An exact copy of every entry is the answer here, with no pictures.

** Opening Data listing block **

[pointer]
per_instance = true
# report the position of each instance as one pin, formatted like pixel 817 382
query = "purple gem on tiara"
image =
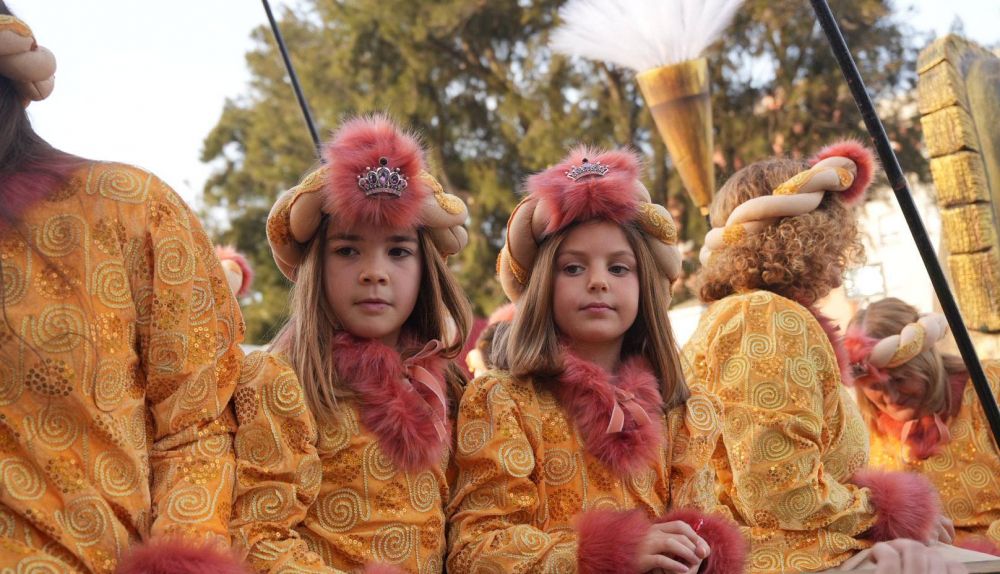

** Closing Data listing block **

Exercise solution:
[pointer]
per_instance = true
# report the position of each instance as one pin, formatted like pixel 817 382
query = "purple gem on tiara"
image =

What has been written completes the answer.